=== 本文 ===
ベイエリア独身日本式サラリーマン生活

駐在で米国ベイエリアへやってきた独身日本式サラリーマンによる独身日本式サラリーマンのための日々の記録

KOJI IZAKAYA

2019-06-22 07:48:44 | 食事
 KOJI IZAKAYAとは、ニューヨークブルックリンにあるバーである。チャイナタウンで小籠包、もち米が入った点心に青島ビールをいただいた筆者は、マンハッタン橋を歩いて渡りブルックリン方面へと戻った。橋のたもとから見える、ペイント落書きが施されたレンガ作りの古いチャイナタウンの家屋たち、そしてその後ろにそびえる世界都市のビル群の景色が面白い。橋上からイーストリバーを見下ろせば観光クルージング船やモーターボートの運転に興じる人々で賑わい、河口側を眺めるとブルックリン橋の向こうに自由の女神が小さく見えた。ホテルに戻ると昼寝をし、空腹を憶えて起きてからはブルックリンの町で古着を物色して時間を潰し、夕方にはこのKOJIのカウンターについた。



このバーの特長は以下のとおりだ。参考にしてもらいたい。



①アクセス・外観
メイシーズやエイチ&エムやバナナ・リパブリックなど、アメリカの都市ならよくあるデパートやショップが並ぶフルトン通りから北に延びるローレンス通りは、床屋・ネイル屋や煙草屋、中華食堂が並ぶやや雑多な通りで、KOJI居酒屋もそこにある。黒っぽい外壁には目立たない看板がついているばかりで、外観はアイリッシュ・パブのようだ。周辺にはもっと洗練された外観の、日本人が経営していそうなレストランがいくつかあったのだが、食事を楽しむというより、バーテーブルに腰掛けて物思いにふけりながら過ごしたい気分であったのでKOJIを選択したのだった。



②中の様子・店員
メモリアル・デーの夕暮れ時のバーは閑散としており、筆者以外にはこれから街に繰り出すであろう白人の若者が一人、友人との待ち合わせのためにカウンターに腰掛けてビールをチビチビ飲んでいるだけだ。内装の壁にサムライや着物の日本女を描いて何とか日本風を醸し出そうとしているが、カウンターの雰囲気はやはりアイリッシュパブで、居酒屋の感じはまるでない。まだ時間が早いせいか、店員は中年のアジア人女性が一人しか居ない。
=== 抽出資料 ===
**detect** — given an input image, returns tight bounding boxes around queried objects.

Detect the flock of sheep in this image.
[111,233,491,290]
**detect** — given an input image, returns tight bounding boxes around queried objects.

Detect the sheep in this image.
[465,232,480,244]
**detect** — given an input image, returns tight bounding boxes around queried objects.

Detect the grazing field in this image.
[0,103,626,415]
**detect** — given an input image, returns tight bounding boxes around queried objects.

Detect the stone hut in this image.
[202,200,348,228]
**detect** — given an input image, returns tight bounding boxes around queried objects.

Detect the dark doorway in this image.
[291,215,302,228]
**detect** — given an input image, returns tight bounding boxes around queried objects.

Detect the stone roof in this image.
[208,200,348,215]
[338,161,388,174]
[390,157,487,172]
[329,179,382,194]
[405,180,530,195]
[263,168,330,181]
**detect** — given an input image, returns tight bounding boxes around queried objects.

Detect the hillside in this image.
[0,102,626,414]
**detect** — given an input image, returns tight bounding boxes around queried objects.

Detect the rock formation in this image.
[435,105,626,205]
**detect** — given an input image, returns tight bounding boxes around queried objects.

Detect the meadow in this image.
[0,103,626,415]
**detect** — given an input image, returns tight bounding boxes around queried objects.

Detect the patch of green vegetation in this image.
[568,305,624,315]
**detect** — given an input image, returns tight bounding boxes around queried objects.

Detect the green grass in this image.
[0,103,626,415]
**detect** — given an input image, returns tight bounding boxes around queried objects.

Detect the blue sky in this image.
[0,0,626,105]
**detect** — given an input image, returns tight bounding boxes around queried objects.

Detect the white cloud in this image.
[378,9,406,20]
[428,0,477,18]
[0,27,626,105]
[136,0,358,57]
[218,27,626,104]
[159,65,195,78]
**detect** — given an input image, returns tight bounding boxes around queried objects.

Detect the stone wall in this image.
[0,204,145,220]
===
=== 抽出資料 ===
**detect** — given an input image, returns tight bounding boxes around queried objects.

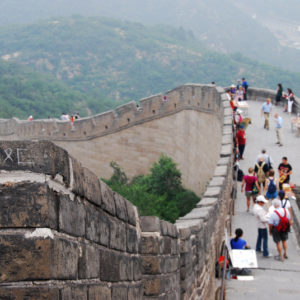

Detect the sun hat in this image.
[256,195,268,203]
===
## 課題
本文のうち、「2019-06-22 07:48:44 | 食事」から「OJIのカウンターについた。」までの部分を一字も変えずに出力しなさい。

## 解答
2019-06-22 07:48:44 | 食事
 KOJI IZAKAYAとは、ニューヨークブルックリンにあるバーである。チャイナタウンで小籠包、もち米が入った点心に青島ビールをいただいた筆者は、マンハッタン橋を歩いて渡りブルックリン方面へと戻った。橋のたもとから見える、ペイント落書きが施されたレンガ作りの古いチャイナタウンの家屋たち、そしてその後ろにそびえる世界都市のビル群の景色が面白い。橋上からイーストリバーを見下ろせば観光クルージング船やモーターボートの運転に興じる人々で賑わい、河口側を眺めるとブルックリン橋の向こうに自由の女神が小さく見えた。ホテルに戻ると昼寝をし、空腹を憶えて起きてからはブルックリンの町で古着を物色して時間を潰し、夕方にはこのKOJIのカウンターについた。